### PROVIDED TEXT:
Indonesian Political, Business & Finance News

Red and White Village Cooperatives: From Launch to Sustainability

| Source: CNBC Translated from Indonesian | Economy
Red and White Village Cooperatives: From Launch to Sustainability
Image: CNBC

On 16 May 2026, President Prabowo Subianto inaugurated 1,061 Red and White Village Cooperative (KDKMP) outlets nationally in Nganjuk, East Java. This moment was not merely ceremonial; it marked a new chapter for the largest village economic programme in modern Indonesian history. In less than a year since the issuance of Presidential Instruction Number 9 of 2025, more than 80,000 villages have formed KDKMPs. This speed deserves appreciation as a sign of political seriousness.

Now the challenge shifts from building to operating, from launch to sustainability. This consolidation phase is the most decisive. A programme of KDKMP’s scale, with capital of up to Rp3 billion per cooperative and a reach of 80,000 villages, will be tested not by the number of outlets established, but by its ability to survive and grow in the long term. There are at least three crucial operational challenges that must be addressed immediately: institutional legal certainty, positioning the business within the village ecosystem, and strengthening managerial capacity.

[Point-per-instance localization entries]
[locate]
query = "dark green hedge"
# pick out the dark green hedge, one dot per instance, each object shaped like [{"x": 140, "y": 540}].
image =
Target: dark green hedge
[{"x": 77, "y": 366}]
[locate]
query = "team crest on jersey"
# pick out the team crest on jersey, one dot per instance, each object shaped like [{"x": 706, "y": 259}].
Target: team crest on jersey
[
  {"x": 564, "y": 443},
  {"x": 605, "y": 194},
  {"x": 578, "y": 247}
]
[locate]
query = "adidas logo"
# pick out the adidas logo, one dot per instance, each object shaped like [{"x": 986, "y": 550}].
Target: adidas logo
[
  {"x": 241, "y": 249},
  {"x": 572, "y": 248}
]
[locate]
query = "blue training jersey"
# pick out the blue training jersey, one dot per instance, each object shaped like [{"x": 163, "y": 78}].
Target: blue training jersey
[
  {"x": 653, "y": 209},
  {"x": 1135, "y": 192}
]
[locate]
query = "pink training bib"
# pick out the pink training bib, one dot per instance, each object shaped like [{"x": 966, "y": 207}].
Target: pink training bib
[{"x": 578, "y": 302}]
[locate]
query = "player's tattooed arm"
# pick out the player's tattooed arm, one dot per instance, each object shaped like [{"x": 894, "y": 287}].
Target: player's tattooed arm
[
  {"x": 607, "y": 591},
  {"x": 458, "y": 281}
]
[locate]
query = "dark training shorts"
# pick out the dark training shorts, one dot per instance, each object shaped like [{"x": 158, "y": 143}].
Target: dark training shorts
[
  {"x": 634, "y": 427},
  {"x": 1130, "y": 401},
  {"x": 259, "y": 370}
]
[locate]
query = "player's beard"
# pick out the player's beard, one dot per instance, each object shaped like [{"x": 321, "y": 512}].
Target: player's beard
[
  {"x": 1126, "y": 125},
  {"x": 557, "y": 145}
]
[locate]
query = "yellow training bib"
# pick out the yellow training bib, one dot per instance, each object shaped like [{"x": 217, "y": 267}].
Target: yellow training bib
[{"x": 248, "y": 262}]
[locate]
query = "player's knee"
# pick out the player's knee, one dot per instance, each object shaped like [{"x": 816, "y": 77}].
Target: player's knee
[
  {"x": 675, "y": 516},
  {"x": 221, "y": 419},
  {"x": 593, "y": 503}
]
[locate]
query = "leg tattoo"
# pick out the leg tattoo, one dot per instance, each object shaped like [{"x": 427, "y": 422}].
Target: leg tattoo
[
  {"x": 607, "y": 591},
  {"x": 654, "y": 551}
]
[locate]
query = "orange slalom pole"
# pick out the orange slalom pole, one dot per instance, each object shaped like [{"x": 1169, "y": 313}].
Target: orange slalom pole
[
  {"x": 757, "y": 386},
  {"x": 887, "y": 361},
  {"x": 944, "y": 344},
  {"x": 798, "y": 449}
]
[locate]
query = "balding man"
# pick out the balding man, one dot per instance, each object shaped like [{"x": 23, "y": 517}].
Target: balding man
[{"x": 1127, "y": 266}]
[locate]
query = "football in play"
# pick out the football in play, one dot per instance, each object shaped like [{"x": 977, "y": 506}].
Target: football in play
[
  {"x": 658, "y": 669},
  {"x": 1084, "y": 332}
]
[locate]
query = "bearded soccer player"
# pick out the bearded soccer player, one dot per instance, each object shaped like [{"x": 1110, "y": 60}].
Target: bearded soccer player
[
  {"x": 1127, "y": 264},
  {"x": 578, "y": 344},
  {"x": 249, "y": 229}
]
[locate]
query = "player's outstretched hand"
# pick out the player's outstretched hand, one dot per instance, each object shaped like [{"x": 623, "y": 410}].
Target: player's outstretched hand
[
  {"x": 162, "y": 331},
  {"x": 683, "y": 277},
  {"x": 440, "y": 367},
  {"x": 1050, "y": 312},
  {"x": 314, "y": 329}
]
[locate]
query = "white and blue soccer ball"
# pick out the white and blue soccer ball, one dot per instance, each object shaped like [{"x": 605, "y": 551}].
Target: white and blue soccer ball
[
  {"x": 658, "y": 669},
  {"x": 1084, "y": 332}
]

### YOUR INSTRUCTIONS:
According to the article on Red and White Village Cooperatives, how many cooperative outlets did President Prabowo Subianto inaugurate on 16 May 2026?

### RESULT FOR THIS TASK:
1,061 outlets